----- Article -----

The condemnation of terrorism is but one of several contexts for viewing photos of the embassy bombing victims. For me, the role of victims’ photos in impugning terrorism is partly eclipsed by another political struggle involving photos of Africans. In courts and in the media, photos of unidentified African bodies in the wake of crime or disaster illustrate an Africa that is “chaotic” in comparison to a “civilized” West. The use of depersonalized photos, even for the important goal of showing the seriousness of a crime, robs individuals of personal identity. That the prosecution seemed unconcerned that a body had not been identified, despite the fact that eleven people—rather than hundreds—had died in Dar, seemed an indefensible consequence. I was sure that the body of a white person would not be left unidentified and would certainly not be shown in court in that dehumanized state. That the prosecution was using these photos to encourage jurors to favor the death penalty became for me an especially repugnant political goal. Though grateful for the competence and dedication of the prosecutors, by the time of the penalty phases I came to believe that anyone can be brought low by the relentless pursuit of a death sentence.

In my final meeting with prosecutors, an FBI agent describes the photo of the lone corpse in such detail that I’m convinced the victim is Jamal. I urge the prosecutors not to use it. Patrick Fitzgerald refuses my previous offer: “We don’t want to put you through the pain of looking at the photo. But if you saw it and it was someone else, then this problem would go away.” Technically, I think, that’s not true. They still wouldn’t know whose body they were using. “But if you look at it, we can’t say we won’t use it,” he adds. My face shows so much anger, or pain, that as I leave he says they’ll do “some more homework” and get back to me.

Though the jury took days longer than expected, we are surprised to be told that they’ve reached a verdict. Trembling at what it might feel like to hear a man sentenced to death, I steel myself and stare at the special verdict form. Quickly the clerk moves through the findings that the government has proved its case, and also the statutory aggravating factors. So far their findings point to death. The jury rejects the claim that al-’Owhali poses a future danger. Splits emerge around the various mitigating factors, and this begins to cast doubt. Then, in an unusual addition, the jurors read their own mitigating factors. Several victims stiffen when the foreperson declares: “The next mitigating factor is that executing al-’Owhali may not necessarily alleviate the victims’ or victims’ families suffering and the number of jurors who so find is nine.” Weighing this and the other findings, the jury could not unanimously agree to impose the death sentence. They offer this verdict with the knowledge that al-’Owhali will be sentenced to life imprisonment without the possibility of release. I am limp with relief and find it hard to face the other victims, whose statements to the media will express anger and frustration.

----- Information supplied -----

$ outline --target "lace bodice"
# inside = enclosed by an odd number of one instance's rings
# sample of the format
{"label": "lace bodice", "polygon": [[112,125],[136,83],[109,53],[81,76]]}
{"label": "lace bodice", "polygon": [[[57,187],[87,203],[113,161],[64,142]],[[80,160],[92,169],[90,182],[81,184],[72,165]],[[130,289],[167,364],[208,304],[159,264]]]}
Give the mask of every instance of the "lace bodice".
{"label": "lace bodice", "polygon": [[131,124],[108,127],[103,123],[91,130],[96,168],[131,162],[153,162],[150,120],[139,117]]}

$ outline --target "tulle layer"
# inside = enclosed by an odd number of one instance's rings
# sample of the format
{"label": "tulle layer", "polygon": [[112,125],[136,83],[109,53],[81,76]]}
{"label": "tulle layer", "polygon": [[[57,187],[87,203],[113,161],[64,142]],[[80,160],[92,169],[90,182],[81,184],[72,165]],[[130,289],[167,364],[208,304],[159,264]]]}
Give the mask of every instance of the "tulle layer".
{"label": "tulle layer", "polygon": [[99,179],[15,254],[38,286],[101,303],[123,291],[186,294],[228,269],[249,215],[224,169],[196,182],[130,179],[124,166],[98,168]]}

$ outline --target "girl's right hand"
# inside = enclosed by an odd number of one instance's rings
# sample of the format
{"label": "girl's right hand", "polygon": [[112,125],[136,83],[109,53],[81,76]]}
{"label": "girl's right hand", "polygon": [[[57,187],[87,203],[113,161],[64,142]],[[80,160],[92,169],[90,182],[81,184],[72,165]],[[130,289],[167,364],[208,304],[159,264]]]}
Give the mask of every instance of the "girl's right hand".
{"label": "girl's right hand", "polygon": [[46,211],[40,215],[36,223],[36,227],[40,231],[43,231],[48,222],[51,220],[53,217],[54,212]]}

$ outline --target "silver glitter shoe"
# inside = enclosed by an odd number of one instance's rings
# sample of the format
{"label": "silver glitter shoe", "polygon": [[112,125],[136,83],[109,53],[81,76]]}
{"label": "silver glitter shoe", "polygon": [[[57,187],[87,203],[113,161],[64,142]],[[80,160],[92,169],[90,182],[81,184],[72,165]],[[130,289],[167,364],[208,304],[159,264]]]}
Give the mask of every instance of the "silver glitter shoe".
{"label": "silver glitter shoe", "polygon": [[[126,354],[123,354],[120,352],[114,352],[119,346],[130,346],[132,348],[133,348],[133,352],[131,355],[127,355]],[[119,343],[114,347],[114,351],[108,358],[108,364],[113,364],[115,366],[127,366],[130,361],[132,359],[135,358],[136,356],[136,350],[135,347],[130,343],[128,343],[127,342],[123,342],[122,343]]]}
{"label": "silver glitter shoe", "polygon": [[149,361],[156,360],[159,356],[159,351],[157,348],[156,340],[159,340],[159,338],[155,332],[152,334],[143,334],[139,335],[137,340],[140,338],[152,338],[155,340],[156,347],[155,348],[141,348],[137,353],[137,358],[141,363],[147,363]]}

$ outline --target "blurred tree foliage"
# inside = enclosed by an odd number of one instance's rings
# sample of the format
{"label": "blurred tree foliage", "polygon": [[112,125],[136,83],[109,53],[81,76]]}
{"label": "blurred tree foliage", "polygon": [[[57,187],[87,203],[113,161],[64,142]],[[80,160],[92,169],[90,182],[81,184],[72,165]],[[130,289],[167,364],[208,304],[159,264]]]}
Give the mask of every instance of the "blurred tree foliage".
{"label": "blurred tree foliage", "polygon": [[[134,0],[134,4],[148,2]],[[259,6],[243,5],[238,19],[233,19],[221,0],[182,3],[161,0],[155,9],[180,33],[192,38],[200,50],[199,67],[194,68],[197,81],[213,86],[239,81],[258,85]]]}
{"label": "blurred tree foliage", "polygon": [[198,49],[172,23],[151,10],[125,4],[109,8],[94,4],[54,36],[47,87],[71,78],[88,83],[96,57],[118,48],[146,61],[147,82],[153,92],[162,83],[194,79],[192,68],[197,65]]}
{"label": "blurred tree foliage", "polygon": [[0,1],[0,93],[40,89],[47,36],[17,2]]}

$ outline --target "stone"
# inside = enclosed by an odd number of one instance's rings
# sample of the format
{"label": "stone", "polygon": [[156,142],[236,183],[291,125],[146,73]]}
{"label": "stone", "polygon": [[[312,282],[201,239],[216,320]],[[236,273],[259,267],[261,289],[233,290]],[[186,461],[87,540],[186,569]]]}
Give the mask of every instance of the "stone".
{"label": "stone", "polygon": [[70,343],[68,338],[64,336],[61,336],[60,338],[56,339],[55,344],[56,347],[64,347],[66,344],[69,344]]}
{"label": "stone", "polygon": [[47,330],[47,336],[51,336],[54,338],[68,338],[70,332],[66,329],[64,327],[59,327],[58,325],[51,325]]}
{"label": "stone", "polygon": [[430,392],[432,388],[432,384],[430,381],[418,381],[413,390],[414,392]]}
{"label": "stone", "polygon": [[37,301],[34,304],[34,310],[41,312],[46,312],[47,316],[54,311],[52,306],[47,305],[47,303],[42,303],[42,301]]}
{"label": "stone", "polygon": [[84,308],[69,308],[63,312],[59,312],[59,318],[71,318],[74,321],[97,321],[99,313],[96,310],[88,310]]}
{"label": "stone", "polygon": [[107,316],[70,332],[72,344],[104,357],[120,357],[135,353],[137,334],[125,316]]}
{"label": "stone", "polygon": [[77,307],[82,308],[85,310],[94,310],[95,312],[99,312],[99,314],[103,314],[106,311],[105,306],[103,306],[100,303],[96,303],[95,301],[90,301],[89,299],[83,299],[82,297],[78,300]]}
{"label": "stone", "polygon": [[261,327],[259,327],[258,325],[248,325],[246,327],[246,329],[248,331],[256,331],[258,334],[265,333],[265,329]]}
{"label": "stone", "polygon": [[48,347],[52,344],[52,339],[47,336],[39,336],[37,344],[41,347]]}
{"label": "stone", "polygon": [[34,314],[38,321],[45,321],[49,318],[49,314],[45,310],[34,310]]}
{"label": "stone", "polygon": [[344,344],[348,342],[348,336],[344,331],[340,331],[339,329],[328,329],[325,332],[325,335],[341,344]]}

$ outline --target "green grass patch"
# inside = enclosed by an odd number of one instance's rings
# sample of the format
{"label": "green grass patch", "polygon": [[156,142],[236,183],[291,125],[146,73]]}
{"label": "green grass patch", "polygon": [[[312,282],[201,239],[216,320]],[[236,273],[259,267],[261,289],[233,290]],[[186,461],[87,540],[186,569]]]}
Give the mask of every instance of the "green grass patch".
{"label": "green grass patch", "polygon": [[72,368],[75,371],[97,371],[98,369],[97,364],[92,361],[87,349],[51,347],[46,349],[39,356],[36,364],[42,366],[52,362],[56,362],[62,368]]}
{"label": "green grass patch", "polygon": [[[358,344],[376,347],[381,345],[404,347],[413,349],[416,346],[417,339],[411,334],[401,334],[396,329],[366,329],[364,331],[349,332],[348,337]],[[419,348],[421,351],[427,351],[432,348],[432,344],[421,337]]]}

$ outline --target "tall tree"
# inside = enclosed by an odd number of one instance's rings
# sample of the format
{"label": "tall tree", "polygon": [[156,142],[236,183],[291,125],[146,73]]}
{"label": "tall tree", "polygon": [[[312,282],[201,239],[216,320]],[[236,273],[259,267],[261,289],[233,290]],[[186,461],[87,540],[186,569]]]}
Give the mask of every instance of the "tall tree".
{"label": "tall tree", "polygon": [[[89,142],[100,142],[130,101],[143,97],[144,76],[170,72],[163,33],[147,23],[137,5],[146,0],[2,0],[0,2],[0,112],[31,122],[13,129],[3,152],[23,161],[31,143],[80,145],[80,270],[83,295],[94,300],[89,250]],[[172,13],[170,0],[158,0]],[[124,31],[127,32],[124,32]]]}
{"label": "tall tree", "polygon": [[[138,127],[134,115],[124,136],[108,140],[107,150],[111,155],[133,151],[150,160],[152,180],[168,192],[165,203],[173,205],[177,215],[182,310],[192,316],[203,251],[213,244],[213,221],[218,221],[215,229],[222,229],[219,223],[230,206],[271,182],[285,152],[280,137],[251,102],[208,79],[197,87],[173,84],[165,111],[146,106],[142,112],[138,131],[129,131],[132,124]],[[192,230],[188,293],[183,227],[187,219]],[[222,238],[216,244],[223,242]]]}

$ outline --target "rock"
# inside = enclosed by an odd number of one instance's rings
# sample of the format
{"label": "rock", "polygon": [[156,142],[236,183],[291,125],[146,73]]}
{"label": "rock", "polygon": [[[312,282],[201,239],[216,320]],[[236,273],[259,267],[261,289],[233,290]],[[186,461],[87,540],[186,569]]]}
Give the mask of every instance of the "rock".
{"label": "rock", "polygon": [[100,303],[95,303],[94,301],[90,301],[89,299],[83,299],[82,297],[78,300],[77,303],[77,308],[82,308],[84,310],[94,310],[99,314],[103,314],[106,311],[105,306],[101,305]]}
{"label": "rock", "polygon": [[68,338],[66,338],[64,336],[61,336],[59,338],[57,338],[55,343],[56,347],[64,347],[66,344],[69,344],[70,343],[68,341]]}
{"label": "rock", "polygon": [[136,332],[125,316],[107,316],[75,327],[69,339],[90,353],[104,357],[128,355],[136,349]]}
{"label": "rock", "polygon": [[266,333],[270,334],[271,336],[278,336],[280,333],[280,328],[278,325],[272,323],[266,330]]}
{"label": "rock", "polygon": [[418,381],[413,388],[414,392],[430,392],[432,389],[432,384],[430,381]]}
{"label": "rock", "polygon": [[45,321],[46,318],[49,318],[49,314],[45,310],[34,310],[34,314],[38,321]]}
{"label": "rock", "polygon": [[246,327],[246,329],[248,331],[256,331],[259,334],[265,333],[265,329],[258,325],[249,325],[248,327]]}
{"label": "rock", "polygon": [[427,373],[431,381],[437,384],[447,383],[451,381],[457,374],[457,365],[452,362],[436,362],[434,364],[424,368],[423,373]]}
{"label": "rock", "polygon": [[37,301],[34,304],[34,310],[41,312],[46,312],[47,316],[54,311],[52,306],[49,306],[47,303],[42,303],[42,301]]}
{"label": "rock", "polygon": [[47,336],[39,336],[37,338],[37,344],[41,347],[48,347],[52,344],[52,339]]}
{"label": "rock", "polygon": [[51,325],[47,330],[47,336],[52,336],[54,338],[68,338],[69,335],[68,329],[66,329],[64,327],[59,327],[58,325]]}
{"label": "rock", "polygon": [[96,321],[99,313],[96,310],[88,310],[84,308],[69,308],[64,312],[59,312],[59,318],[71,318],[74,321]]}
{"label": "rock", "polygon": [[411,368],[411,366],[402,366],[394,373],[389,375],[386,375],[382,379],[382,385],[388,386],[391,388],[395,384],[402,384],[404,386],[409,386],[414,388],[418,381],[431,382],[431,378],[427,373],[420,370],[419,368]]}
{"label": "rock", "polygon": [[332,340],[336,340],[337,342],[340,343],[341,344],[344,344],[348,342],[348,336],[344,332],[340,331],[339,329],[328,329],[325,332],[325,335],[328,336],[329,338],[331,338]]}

-----

» **Required work**:
1. Switch "prosecutors" to "government lawyers" in the stretch of the embassy bombing trial text from "In my final" through "back to me.", and give that stretch again.
2. Rewrite the paragraph of the embassy bombing trial text that begins "In my final meeting with prosecutors" as a short list that keeps its main facts.

» **Complete answers**:
1.
In my final meeting with government lawyers, an FBI agent describes the photo of the lone corpse in such detail that I’m convinced the victim is Jamal. I urge the government lawyers not to use it. Patrick Fitzgerald refuses my previous offer: “We don’t want to put you through the pain of looking at the photo. But if you saw it and it was someone else, then this problem would go away.” Technically, I think, that’s not true. They still wouldn’t know whose body they were using. “But if you look at it, we can’t say we won’t use it,” he adds. My face shows so much anger, or pain, that as I leave he says they’ll do “some more homework” and get back to me.

2.
- At my final meeting with prosecutors, an FBI agent describes the photo of the lone corpse so precisely that I'm convinced the victim is Jamal, and I urge them not to use it.
- Patrick Fitzgerald refuses my earlier offer to look at the photo. He says that if it showed someone else, the problem would go away, but if I looked, they couldn't promise not to use it.
- I think that isn't technically true, since they still wouldn't know whose body they were using.
- Seeing my anger or pain as I leave, he says they'll do "some more homework" and get back to me.